Aim of the exercise ::
Express the data below as a Markdown table with two columns, Row and Data line, giving each nonblank line its own numbered row. Leave the pictures out of the answer.
— START The records —
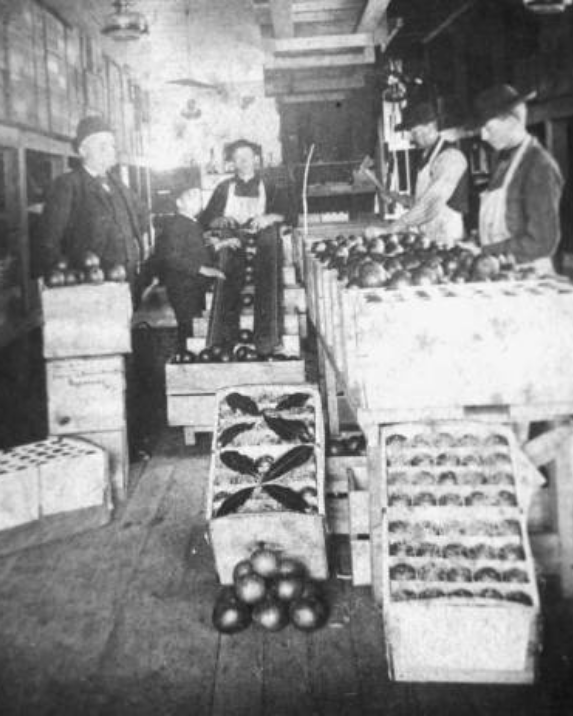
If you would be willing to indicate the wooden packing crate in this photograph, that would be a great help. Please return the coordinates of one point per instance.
(291, 325)
(478, 635)
(469, 345)
(191, 388)
(49, 477)
(114, 442)
(299, 535)
(85, 394)
(291, 347)
(87, 320)
(339, 470)
(201, 378)
(294, 299)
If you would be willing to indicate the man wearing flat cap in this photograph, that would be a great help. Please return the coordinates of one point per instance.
(90, 209)
(246, 197)
(441, 191)
(519, 212)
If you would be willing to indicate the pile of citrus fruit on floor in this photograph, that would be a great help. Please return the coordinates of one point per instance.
(270, 590)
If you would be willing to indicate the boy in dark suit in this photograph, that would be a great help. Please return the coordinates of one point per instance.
(186, 263)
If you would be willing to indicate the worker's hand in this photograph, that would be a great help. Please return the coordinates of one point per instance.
(474, 249)
(231, 243)
(223, 222)
(211, 272)
(263, 221)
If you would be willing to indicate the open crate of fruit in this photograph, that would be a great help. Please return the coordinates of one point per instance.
(266, 481)
(460, 599)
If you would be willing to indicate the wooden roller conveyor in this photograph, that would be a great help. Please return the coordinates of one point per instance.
(268, 291)
(224, 317)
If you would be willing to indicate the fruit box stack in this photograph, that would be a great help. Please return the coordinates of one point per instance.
(87, 331)
(50, 477)
(266, 479)
(460, 600)
(459, 345)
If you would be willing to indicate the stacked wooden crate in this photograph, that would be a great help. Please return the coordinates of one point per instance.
(51, 489)
(87, 333)
(191, 387)
(460, 599)
(259, 429)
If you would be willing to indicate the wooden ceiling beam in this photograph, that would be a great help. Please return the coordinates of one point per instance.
(293, 83)
(320, 43)
(313, 97)
(373, 14)
(364, 56)
(281, 16)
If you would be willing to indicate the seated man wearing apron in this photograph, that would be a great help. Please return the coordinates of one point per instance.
(246, 197)
(519, 211)
(441, 192)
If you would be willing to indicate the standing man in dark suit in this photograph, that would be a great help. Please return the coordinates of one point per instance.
(90, 209)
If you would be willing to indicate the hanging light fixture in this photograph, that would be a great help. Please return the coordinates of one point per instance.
(547, 7)
(124, 23)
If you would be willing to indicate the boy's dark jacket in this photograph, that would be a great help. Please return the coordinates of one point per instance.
(181, 247)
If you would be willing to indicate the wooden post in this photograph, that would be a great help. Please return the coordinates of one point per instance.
(562, 495)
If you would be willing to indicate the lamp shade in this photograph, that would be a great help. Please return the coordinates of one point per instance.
(547, 7)
(124, 23)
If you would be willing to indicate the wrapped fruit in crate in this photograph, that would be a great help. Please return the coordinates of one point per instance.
(266, 481)
(50, 477)
(460, 594)
(270, 589)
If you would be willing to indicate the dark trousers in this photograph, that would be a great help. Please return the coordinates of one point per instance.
(187, 297)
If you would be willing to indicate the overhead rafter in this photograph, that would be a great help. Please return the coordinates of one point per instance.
(373, 14)
(281, 15)
(317, 83)
(319, 51)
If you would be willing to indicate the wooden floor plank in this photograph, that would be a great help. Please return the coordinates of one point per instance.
(334, 676)
(379, 695)
(239, 679)
(61, 628)
(287, 685)
(161, 657)
(118, 621)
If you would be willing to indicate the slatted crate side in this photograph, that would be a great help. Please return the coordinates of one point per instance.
(75, 481)
(291, 324)
(19, 494)
(466, 639)
(193, 409)
(115, 444)
(85, 394)
(290, 346)
(463, 351)
(435, 641)
(197, 378)
(87, 320)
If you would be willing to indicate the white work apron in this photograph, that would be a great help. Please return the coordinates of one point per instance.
(244, 208)
(448, 227)
(493, 205)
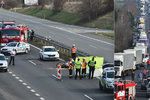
— END The records —
Response ::
| Row | Data line |
|---|---|
| 1 | If you would be willing to indicate the wooden packing crate in this photograph, that would be a great help. Please return the coordinates of one point per instance. |
| 2 | (291, 325) |
| 3 | (478, 635) |
| 4 | (469, 345) |
| 5 | (191, 388) |
| 6 | (49, 477) |
| 7 | (114, 442) |
| 8 | (299, 535) |
| 9 | (85, 394) |
| 10 | (291, 347) |
| 11 | (87, 320) |
| 12 | (339, 470) |
| 13 | (201, 378) |
| 14 | (294, 299) |
| 15 | If you would be willing to indicate the man wearing flat cap in this photograph, that would be a great help. Please return the coordinates of one point per instance. |
| 16 | (90, 209) |
| 17 | (246, 197) |
| 18 | (441, 191) |
| 19 | (519, 212) |
| 20 | If you would be willing to indicate the pile of citrus fruit on floor in this photograph, that would be a great help. Please return the coordinates of one point per instance. |
| 21 | (270, 590) |
| 22 | If you would be willing to indicate the boy in dark suit in this photograph, that would be a great help. Please return the coordinates of one point per instance. |
| 23 | (186, 263) |
| 24 | If you would be willing to indicate the worker's hand in this photograph, that would be a great help. Please return the coordinates of one point per instance. |
| 25 | (474, 249) |
| 26 | (231, 243) |
| 27 | (223, 222) |
| 28 | (211, 272) |
| 29 | (263, 221) |
| 30 | If you would be willing to indicate the open crate of fruit in this photograph, that would be a great help. Please return the coordinates of one point per instance. |
| 31 | (266, 481) |
| 32 | (460, 599) |
| 33 | If you would be willing to indicate the wooden roller conveyor in this photograph, that would be a great help. Please return the coordinates of one point per instance. |
| 34 | (268, 291) |
| 35 | (224, 317) |
| 36 | If you would be willing to indicate the fruit box stack in this photograph, that would be a great help. Please return the coordinates of one point per instance. |
| 37 | (87, 331) |
| 38 | (50, 477) |
| 39 | (266, 479) |
| 40 | (460, 600) |
| 41 | (459, 345) |
| 42 | If you would be willing to indicate the stacked wooden crate in this photograph, that would be a great help. Please return the coordinates of one point per instance. |
| 43 | (51, 489) |
| 44 | (87, 333) |
| 45 | (191, 387) |
| 46 | (460, 599) |
| 47 | (259, 429) |
| 48 | If you would be willing to indicate the wooden ceiling beam in this photograph, that would be a great help. Please return the coordinates of one point per instance. |
| 49 | (293, 83) |
| 50 | (320, 43) |
| 51 | (313, 97) |
| 52 | (373, 14) |
| 53 | (364, 56) |
| 54 | (281, 16) |
| 55 | If you would be willing to indicate the seated man wearing apron in this photograph, that would be a great help. Please return the coordinates of one point per instance. |
| 56 | (246, 197) |
| 57 | (519, 211) |
| 58 | (441, 192) |
| 59 | If you would be willing to indicate the standing man in dark suit in this photograph, that would be a great help. Please return the coordinates of one point per instance. |
| 60 | (90, 209) |
| 61 | If you would be willing to indicate the hanging light fixture in this photograph, that would be a great help. Please return the coordinates of one point per instance. |
| 62 | (547, 7) |
| 63 | (124, 23) |
| 64 | If you would be willing to indicate the boy's dark jacket in this photograph, that would be a great help. Please return the coordinates of one point per instance. |
| 65 | (181, 247) |
| 66 | If you would be willing to indicate the wooden post in this photograph, that would be a great help. Please return the coordinates of one point per instance. |
| 67 | (562, 495) |
| 68 | If you would be willing to indicate the lamp shade in this photograph, that would be a great help. Please return the coordinates of one point per instance. |
| 69 | (547, 7) |
| 70 | (124, 23) |
| 71 | If you would be willing to indicate the wrapped fruit in crate in this photograph, that would be a great help. Please return the coordinates of one point per instance. |
| 72 | (266, 481) |
| 73 | (50, 477) |
| 74 | (460, 594) |
| 75 | (270, 589) |
| 76 | If you would be willing to indicate the dark trousers in this photograph, that would be a great help. Please return the coordinates of one point per instance. |
| 77 | (187, 297) |
| 78 | If you would be willing to indicate the overhead rafter in this photograph, that would be a great help. Please return the coordinates of one point per instance. |
| 79 | (373, 14) |
| 80 | (281, 15) |
| 81 | (317, 83) |
| 82 | (319, 51) |
| 83 | If you would be willing to indicate the wooden floor plank in this photograph, that would be a great help. Please return the coordinates of one point per instance. |
| 84 | (334, 676) |
| 85 | (379, 695) |
| 86 | (239, 679) |
| 87 | (61, 628) |
| 88 | (287, 685) |
| 89 | (161, 657) |
| 90 | (118, 621) |
| 91 | If you would be willing to indicate the slatted crate side in this photograph, that would be a great help. Please return the coordinates of one point per instance. |
| 92 | (75, 481) |
| 93 | (291, 324) |
| 94 | (19, 494) |
| 95 | (466, 639) |
| 96 | (193, 409) |
| 97 | (115, 444) |
| 98 | (85, 394) |
| 99 | (290, 346) |
| 100 | (463, 351) |
| 101 | (435, 641) |
| 102 | (197, 378) |
| 103 | (87, 320) |
| 104 | If you would be willing to indicate the white work apron in this photograph, that would be a great help. Please return the coordinates of one point per instance. |
| 105 | (244, 208) |
| 106 | (448, 227) |
| 107 | (493, 205) |